_STORED ROWS:_
>>

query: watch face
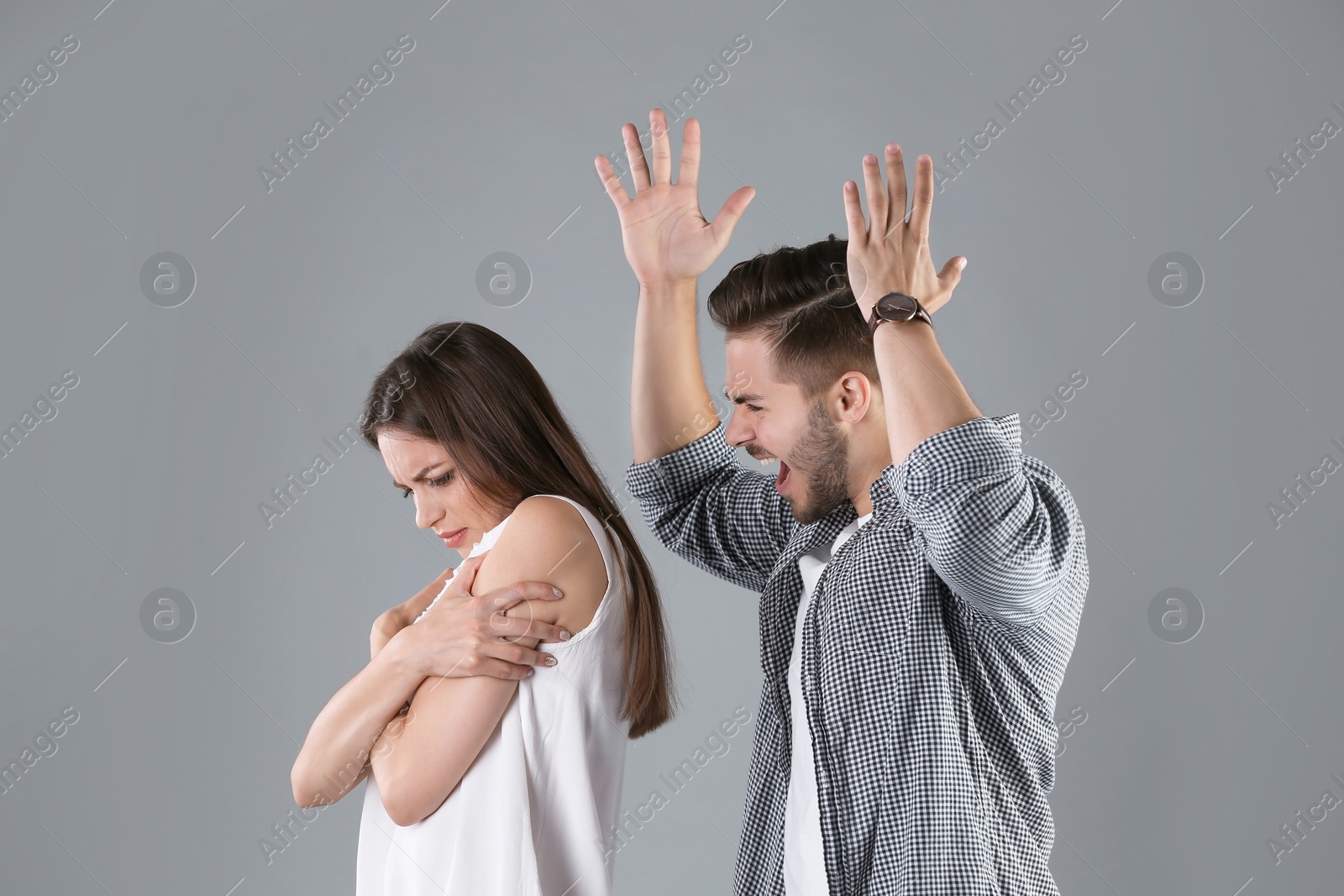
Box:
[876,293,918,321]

<<
>>

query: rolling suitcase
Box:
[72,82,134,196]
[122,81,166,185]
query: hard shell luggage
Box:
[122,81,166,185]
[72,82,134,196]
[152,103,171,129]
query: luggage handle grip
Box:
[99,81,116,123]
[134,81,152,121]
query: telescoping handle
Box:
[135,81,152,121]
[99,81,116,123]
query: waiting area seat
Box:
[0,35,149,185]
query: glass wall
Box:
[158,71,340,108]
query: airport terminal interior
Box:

<<
>>

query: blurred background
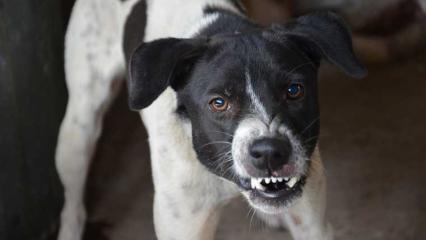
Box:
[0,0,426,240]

<<

_WHAT THE TASK ASKS:_
Pick out each line in the entries above that contains the word "luggage" and copy it.

_SOLUTION BELOW:_
query: hard shell luggage
query: luggage handle grip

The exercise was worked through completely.